Input material:
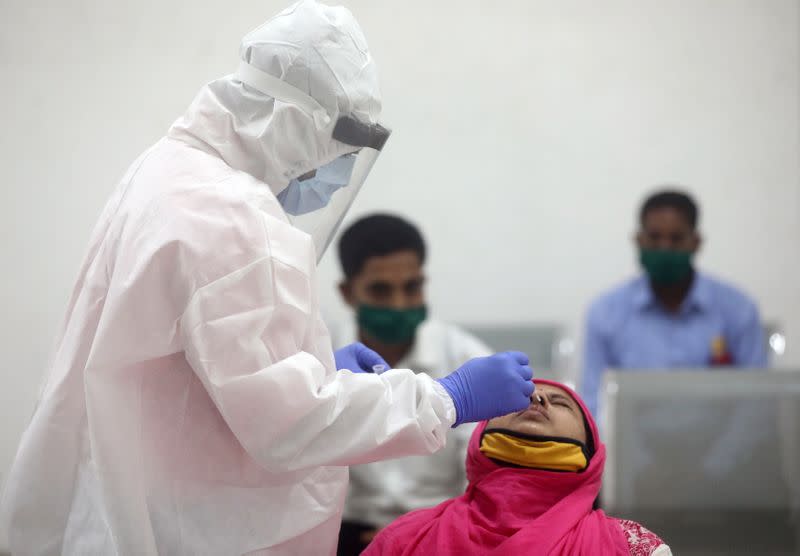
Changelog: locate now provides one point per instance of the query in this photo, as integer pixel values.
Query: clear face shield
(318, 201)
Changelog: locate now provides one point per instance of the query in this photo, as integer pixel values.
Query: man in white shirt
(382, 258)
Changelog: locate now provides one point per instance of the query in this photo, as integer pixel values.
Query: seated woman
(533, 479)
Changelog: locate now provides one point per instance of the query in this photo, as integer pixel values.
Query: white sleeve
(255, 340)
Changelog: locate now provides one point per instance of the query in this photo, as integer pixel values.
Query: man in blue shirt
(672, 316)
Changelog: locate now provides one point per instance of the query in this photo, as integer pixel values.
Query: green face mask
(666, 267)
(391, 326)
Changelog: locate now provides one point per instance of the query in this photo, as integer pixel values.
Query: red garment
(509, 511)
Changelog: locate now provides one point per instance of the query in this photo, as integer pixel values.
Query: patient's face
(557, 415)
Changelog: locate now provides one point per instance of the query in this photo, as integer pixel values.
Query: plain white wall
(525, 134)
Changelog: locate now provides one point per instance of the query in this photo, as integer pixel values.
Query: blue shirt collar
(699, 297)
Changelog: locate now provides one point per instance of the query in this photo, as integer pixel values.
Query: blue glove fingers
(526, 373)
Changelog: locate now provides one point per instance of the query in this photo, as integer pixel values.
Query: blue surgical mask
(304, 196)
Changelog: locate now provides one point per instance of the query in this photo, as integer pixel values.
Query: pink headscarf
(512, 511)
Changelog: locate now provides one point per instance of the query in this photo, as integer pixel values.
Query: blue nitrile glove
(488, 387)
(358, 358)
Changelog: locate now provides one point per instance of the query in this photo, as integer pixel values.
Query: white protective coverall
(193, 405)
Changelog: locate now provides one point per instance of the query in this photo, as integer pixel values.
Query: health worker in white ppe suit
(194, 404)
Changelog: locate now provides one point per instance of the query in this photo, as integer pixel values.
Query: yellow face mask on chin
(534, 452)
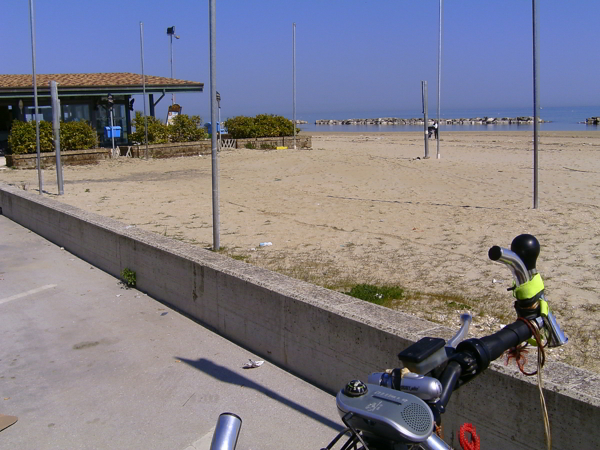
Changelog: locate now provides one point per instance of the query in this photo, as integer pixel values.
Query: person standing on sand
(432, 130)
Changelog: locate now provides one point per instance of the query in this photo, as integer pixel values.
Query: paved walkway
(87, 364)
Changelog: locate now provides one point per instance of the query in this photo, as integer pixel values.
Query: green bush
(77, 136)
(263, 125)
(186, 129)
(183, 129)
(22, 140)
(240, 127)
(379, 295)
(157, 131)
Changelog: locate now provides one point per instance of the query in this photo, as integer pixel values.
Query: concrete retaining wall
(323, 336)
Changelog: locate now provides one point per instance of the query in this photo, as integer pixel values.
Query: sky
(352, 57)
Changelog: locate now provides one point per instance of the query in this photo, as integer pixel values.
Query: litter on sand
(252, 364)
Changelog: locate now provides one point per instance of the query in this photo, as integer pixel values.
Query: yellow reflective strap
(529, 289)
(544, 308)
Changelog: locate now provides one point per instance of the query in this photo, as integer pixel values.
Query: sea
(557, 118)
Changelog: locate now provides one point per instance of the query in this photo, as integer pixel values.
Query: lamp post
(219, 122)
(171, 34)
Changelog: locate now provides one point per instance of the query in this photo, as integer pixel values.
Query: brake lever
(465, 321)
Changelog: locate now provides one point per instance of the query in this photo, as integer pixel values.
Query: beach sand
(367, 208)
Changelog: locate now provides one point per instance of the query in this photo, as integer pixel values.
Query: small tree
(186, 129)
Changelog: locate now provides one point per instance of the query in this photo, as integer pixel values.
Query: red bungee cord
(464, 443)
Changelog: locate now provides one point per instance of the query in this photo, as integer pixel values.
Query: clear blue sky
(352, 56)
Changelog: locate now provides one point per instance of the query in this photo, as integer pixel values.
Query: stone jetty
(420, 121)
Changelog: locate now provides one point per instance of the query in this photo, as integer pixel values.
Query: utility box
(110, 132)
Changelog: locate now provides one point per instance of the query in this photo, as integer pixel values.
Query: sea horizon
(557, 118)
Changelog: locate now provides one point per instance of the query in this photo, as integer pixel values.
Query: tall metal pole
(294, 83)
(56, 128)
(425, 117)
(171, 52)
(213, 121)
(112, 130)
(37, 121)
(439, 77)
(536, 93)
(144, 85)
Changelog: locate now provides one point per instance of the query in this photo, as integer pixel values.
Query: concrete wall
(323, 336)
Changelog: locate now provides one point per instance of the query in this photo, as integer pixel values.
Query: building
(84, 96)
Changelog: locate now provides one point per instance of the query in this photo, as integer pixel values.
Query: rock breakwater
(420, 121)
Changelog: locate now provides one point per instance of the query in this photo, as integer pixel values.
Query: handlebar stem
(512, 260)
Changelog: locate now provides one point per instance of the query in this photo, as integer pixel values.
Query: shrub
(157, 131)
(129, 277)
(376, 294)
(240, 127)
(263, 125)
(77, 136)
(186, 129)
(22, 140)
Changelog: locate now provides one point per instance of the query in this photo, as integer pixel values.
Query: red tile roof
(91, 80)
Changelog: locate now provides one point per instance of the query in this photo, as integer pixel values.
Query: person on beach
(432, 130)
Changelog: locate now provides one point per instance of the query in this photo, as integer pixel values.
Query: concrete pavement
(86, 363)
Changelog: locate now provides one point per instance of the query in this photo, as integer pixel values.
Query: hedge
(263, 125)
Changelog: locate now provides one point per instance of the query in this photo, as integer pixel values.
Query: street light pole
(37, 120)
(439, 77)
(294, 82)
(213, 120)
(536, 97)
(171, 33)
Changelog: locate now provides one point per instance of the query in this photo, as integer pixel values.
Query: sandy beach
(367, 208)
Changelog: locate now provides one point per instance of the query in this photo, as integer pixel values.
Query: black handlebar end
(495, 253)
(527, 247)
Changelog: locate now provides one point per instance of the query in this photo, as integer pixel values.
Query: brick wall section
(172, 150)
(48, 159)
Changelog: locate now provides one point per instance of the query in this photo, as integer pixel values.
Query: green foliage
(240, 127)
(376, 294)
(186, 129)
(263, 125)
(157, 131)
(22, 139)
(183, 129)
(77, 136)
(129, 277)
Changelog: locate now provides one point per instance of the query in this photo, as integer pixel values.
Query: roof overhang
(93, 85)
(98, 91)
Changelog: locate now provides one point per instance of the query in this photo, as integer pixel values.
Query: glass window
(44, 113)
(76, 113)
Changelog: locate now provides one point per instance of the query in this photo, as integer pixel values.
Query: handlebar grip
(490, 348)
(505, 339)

Exercise details: All the records need to be set down word for word, with the images left out.

Solution for this problem:
Changelog: locate now provides one point per instance of the query in this photo, as integer pixel values.
Query: clear face shield
(318, 201)
Changelog: locate now provides one point per instance of the query in this photo, as integer pixel values.
Query: man in white shirt
(382, 258)
Changelog: locate now provides one point per instance of the query in this photo, as integer pixel values.
Query: seated woman
(533, 479)
Changelog: locate now provides one point per instance of the query in this photo, as integer pixel values.
Query: white sleeve
(255, 340)
Changelog: locate now provides one point per instance of the query in this photo, as integer pixel values.
Query: man in blue shirt
(672, 316)
Changelog: locate now provides one point per instance of the query in this photo, as integer pixel values.
Query: green face mask
(666, 267)
(391, 326)
Changelog: locate now provides one point per instance of the query in this photo, as integer pixel values.
Query: red garment
(509, 511)
Changelog: locate now provides one point per instance of the query in this photo, as integer pixel values.
Query: patient's face
(557, 415)
Changelog: locate now provides one point per instance of the query in this photo, as integer pixel values.
Query: plain white wall
(525, 134)
Changelog: locate now provides one point per instance of the query in this photo, as integer pixel values.
Query: blue shirt collar
(699, 297)
Changelog: locate now provides one point per instance of the query in this photo, as integer pixel values.
Query: blue glove fingers
(526, 373)
Changelog: locate now provides one point per instance of the query in this photo, as integer pixel values.
Query: blue surgical mask
(304, 196)
Changelog: locate now provides one point per instance of the query in this photo, as integer pixel values.
Query: pink headscarf
(512, 511)
Changelog: locate now provides one point per instance of the query in this photo, as integer pixel values.
Query: blue nitrile glove
(488, 387)
(358, 358)
Changelog: locate now provides one point per instance of the query in this photo, as integer pixel values.
Query: white protective coverall
(193, 405)
Changelog: locate now provides one point per instance of the query in this photo, as integer pixel values.
Query: health worker in white ppe suit
(194, 404)
Changelog: locate now provides one point per instance of the query in this photo, as integer pixel values.
Query: yellow face mask on chin
(534, 452)
Changelog: locate now provides one point per instance of the query in this photo, as integer pixel values.
Query: person standing on sand
(432, 130)
Changelog: locate now provides one point per instance of the query in this photo, as integer pixel values.
Query: paved walkway
(87, 364)
Changelog: locate now provides one point per instance of the query in this photo, as integer pixel values.
Query: green bush
(77, 136)
(263, 125)
(186, 129)
(183, 129)
(22, 140)
(240, 127)
(379, 295)
(157, 131)
Changelog: locate now provides one point per instance of the query in this photo, as integer pixel values.
Query: concrete retaining wall
(323, 336)
Changelog: locate now provides one point per instance of the query in this photo, as integer pixel values.
Query: sky
(352, 57)
Changelog: locate now provides one point per instance of the query in this photo, as integer pixel values.
Query: litter on sand
(252, 364)
Changelog: locate now provides one point per instance of the query in this photo, as integer pixel values.
Query: yellow reflective strap
(529, 289)
(544, 308)
Changelog: locate now provides one point per instance of the query in this photo, as integer pixel values.
Query: sea
(557, 118)
Changelog: locate now provides one point per instance of the query in this photo, as integer pixel values.
Query: lamp post
(219, 122)
(171, 34)
Changelog: locate now provides one point per instance of the query in this photo, as integer pixel values.
Query: brake lever
(465, 321)
Changelog: locate now provides one point per instance of the query in this photo, as integer pixel values.
Query: beach sand
(367, 208)
Changelog: locate now provides one point per instance of the query in this photo, as integer pixel values.
Query: small tree
(186, 129)
Changelog: locate now provides one point per instance of the query in this photo, as integer pixel values.
Query: red bungee cord
(464, 443)
Changelog: locate now provides one point per instance of the query in this photo, as integer pixel values.
Query: clear blue sky
(352, 56)
Changelog: locate now provides one point per instance of the query in this photo, as integer pixel values.
Query: stone jetty
(420, 121)
Changelog: locate now provides one point per instance of the query in this photo, as integer pixel values.
Query: utility box
(110, 132)
Changelog: locate now provides one point per instance of the query in this photo, as integer pixel values.
Query: sea horizon
(557, 118)
Changelog: locate now provides one point per instance of the query in this photo, as integer pixel values.
Query: tall metal pole
(294, 83)
(56, 128)
(425, 117)
(171, 52)
(213, 121)
(112, 130)
(37, 121)
(439, 77)
(536, 93)
(144, 85)
Changelog: locate now provides one point per instance of the query in this photo, as integer pixel values.
Query: concrete wall
(323, 336)
Changelog: locate now provides one point per instance of the query in this photo, as integer pixel values.
Query: building
(84, 96)
Changelog: locate now provides one point per instance of the query in this photo, as integer pixel values.
Query: rock breakwater
(420, 121)
Changelog: locate now provides one point per instance of the query in this photo, as integer pixel values.
Query: handlebar stem
(512, 260)
Changelog: locate now provides one point per instance of the query in this photo, as integer pixel values.
Query: shrub
(157, 131)
(129, 277)
(376, 294)
(240, 127)
(263, 125)
(77, 136)
(186, 129)
(22, 140)
Changelog: locate now provides one point per instance of the query in this photo, as integer pixel values.
Query: red tile roof
(91, 80)
Changelog: locate now provides one point per instance of the query in this photo, as integer pixel values.
Query: person on beach
(432, 130)
Changelog: locate now provides one point per instance of the query in this photo, as integer pixel values.
Query: concrete pavement
(86, 363)
Changelog: locate now provides one point per instance of the query in this photo, as integer pixel values.
Query: hedge
(263, 125)
Changelog: locate now provides one point per instance of the query in this photo, as integer pixel values.
Query: street light pole
(37, 120)
(439, 77)
(294, 82)
(213, 120)
(536, 97)
(171, 33)
Changelog: locate now provides one point per instance of the query in this photo, as integer pixel values.
Query: sandy beach
(367, 208)
Changelog: locate now provides one point per instance of the query in this photo, as integer pixel values.
Query: black handlebar end
(495, 253)
(527, 247)
Changelog: locate now provides one point per instance of the query in this photo, as integer pixel values.
Query: brick wall section
(172, 150)
(48, 159)
Changelog: locate now provides one point per instance of the query in this photo, as integer pixel values.
Query: green foliage
(240, 127)
(376, 294)
(186, 129)
(263, 125)
(157, 131)
(22, 139)
(183, 129)
(77, 136)
(129, 277)
Changelog: locate now provides one point per instance of the query in this photo, as integer pixel values.
Query: roof overhang
(93, 85)
(98, 91)
Changelog: locate now provides one point per instance of the query in this photo, as integer pixel values.
Query: glass window
(44, 113)
(76, 113)
Changelog: locate now provides one point per instance of the query in this photo, as integer pixel values.
Query: handlebar grip
(490, 348)
(505, 339)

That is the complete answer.